**Aufgaben:**
**1)** Beantworte diese Fragen zur Diskussion über „lösen“ und „kaufen“:
(a) Welche zwei Nachschlagewerke werden dafür angeführt, dass man „lösen“ ganz allgemein verwenden kann?
(b) Welches Wort würden laut der Diskussion die meisten Muttersprachler heute statt „Billett“ sagen?
(c) Wie wird „lösen“ gegenüber „kaufen“ stilistisch eingeordnet?
**2)** Gib aus der Diskussion über „lösen“ und „kaufen“ den Abschnitt wörtlich wieder, dessen erste Worte „# Billet lösen“ enthalten und der mit „ein billet lösen?“ schließt.

**Textauszug:**

○ ○ ○ ○ ○

# Billet lösen / kaufen



## Joseph A

Hallo leute,
Konnon sie bitte mir helfen? Ist es richtig wenn ich benutze "kaufen" statt "lösen"  im dieses folgenden satz?
Musst du noch ein billet lösen?
Wie folgt:
Musst du noch ein billet* kaufen?*


----------



## anahiseri

"kaufen" ist richtig, aber wenn man ein Ticket von einem Automat bekommt (nicht von einer Person) dann sagt man normalerweise "lösen".


----------



## Joseph A

anahiseri said:


> "kaufen" ist richtig, aber wenn man ein Ticket von einem Automat bekommt (nicht von einer Person) dann sagt man normalerweise "lösen".


Ich danke dir so sehr.


----------



## JClaudeK

anahiseri said:


> wenn man ein Ticket von einem Automat bekommt (nicht von einer Person) dann sagt man normalerweise "lösen".



Laut DWDS-Definition kann man lösen ganz allgemein verwenden, auch beim Kaufen am Schalter:


> lösen
> etw., besonders einen Fahrschein, eine Eintrittskarte durch Zahlung erwerben
> Beispiele:
> eine Fahrkarte, Eintrittskarte lösen
> gelöste Karten behalten ihre Gültigkeit



"eine Fahrkarte lösen" sagte man ja schon früher, als es noch keine Automaten gab.

Duden bestätigt das:


> lösen
> 
> (einen Berechtigungsschein) käuflich erwerben
> Beispiele
> eine Karte lösen
> Fahrscheine [am Automaten, im Zug] lösen


----------



## JClaudeK

Joseph A said:


> Musst du noch ein billet eine Fahrkarte lösen?


----------



## Kajjo

anahiseri said:


> "kaufen" ist richtig, aber wenn man ein Ticket von einem Automat bekommt (nicht von einer Person) dann sagt man normalerweise "lösen".


Nein, diese Unterscheidung ist unzutreffend. Die gibt es einfach nicht.

"Lösen" ist eher altmodisch, während kaufen modern ist. 

"Frei durch Ablösung Reich" war im Deutschen Reich ein bekannter Stempelaufdruck auf Briefumschlägen.



Joseph A said:


> Musst du noch ein Billett lösen?
> Wie folgt:
> Musst du noch ein Billett* kaufen?*


Beides ist korrekt. 

Das Wort "Billett" (beachte: Doppel-T) ist selten geworden, geradezu veraltet. Die meisten Muttersprachler würden heutzutage "Fahrkarte" sagen.

_Hast du schon eine Fahrkarte?

○ ○ ○ ○ ○

**Datenauszug:**

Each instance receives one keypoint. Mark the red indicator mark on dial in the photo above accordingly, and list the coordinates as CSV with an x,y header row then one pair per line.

○ ○ ○ ○ ○

**Antworten:**
**1)**
(a) DWDS und Duden
(b) „Fahrkarte“
(c) „Lösen“ gilt als eher altmodisch, „kaufen“ als modern.

**2)**
# Billet lösen / kaufen



## Joseph A

Hallo leute,
Konnon sie bitte mir helfen? Ist es richtig wenn ich benutze "kaufen" statt "lösen"  im dieses folgenden satz?
Musst du noch ein billet lösen?